- Kutipan Sumber:
_____
Sabtu, 04 Juni 2011

TANDA KEBAJIKAN SEJATI MENURUT ZHUANGZI


 Pendahuluan
            Kebajikan menjadi satu tema penting dalam Kitab Zhuangzi, pada bagian dalam bab yang V.  Mengapa tema kebajikan ini diangkat oleh Zhuangzi? Hal mendasar yang perlu kita ketahui soal ini adalah ketiga aliran yang melatarbelakangi pemikiran Zhungzi. Pengaruh pertama datangnya dari Konfusius (konfuisanisme). Pengaruh besar yang diberikan konfusianisme adalah tentang pentingnya kebijaksanaan dan kesetiaan kepada kultur dan ritual. Pengaruh kedua datang dari kaum mohist. Kaum mohist memberikan kritikan terhadap kaum konfusianisme dan sangat menekankan kultural yang tradisional. Yang ketiga datang dari Laozi, yang sangat menekankan orang untuk back to basic.  Pemikiran Zhuangzi sangat dipengaruhi oleh ketiga aliran ini. Ajaran-ajarannya filosofisnya menekankan moral setiap individu, dengan menekankan kesetaraan dan kebebasan yang mengalir dari sumber cinta (Dao cinta).
_____
- Data Tersedia:
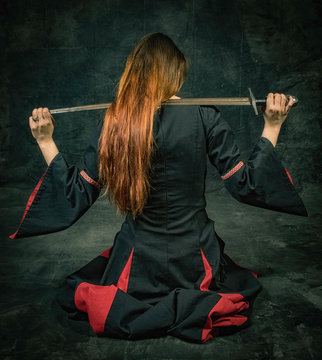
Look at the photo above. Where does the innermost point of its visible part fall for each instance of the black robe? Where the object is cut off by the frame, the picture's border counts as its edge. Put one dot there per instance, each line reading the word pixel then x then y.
pixel 167 272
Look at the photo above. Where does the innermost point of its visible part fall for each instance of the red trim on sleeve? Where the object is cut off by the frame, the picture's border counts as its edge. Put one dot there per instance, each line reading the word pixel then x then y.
pixel 90 180
pixel 96 300
pixel 123 280
pixel 107 253
pixel 232 171
pixel 204 286
pixel 29 203
pixel 289 176
pixel 228 304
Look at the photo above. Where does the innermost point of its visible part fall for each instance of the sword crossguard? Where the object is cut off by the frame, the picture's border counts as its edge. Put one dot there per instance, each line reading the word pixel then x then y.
_____
- Tugas Dikerjakan:
**A.** Menurut kutipan sumber, apa pengaruh besar yang diberikan konfusianisme?
**B.** Aliran apa saja yang melatarbelakangi pemikiran Zhuangzi menurut kutipan sumber?
Item-item yang ada tidak berkaitan dengan kutipan sumber.

- Hasil:
**A.** Pentingnya kebijaksanaan dan kesetiaan kepada kultur dan ritual.

**B.** Konfusianisme (dari Konfusius), kaum mohist, dan ajaran Laozi.